TASK TO CARRY OUT: Output each line of the material below as one string in a JSON list, omitting blank lines.

+===+

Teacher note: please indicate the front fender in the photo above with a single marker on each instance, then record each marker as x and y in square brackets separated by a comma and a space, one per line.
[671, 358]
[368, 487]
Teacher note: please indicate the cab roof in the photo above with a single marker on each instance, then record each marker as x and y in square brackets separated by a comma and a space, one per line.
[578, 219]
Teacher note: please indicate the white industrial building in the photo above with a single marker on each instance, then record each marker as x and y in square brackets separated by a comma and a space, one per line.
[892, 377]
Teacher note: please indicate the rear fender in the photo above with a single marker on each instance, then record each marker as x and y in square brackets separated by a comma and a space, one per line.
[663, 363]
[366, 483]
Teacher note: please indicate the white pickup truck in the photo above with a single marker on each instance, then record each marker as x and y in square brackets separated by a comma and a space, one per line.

+===+

TASK OUTPUT:
[
  "Teacher note: please indicate the front fender in the photo above with a single marker on each instance, then record each marker as x and y in square brackets separated by a comma and a space, one per line.",
  "[671, 358]",
  "[368, 487]",
  "Teacher note: please indicate the cab roof in the photo above with a single marker on each instance, then record each marker as x and y in square brackets separated by a comma and a space, one per line.",
  "[578, 219]",
  "Teacher note: please indicate the white industrial building in the photo above with a single marker on each instance, then record each marker as x and y in square brackets separated by a comma and a space, one per line.",
  "[892, 377]",
  "Teacher note: please indicate the rear fender in the photo above with a single marker on each instance, then record each marker as x and y in square brackets separated by a comma and a space, one per line.",
  "[663, 363]",
  "[366, 483]",
  "Teacher note: please indicate the white pickup truck in the photo above with a single marker on each instance, then record each marker as x and y in square brackets separated by a comma and a space, one per line."
]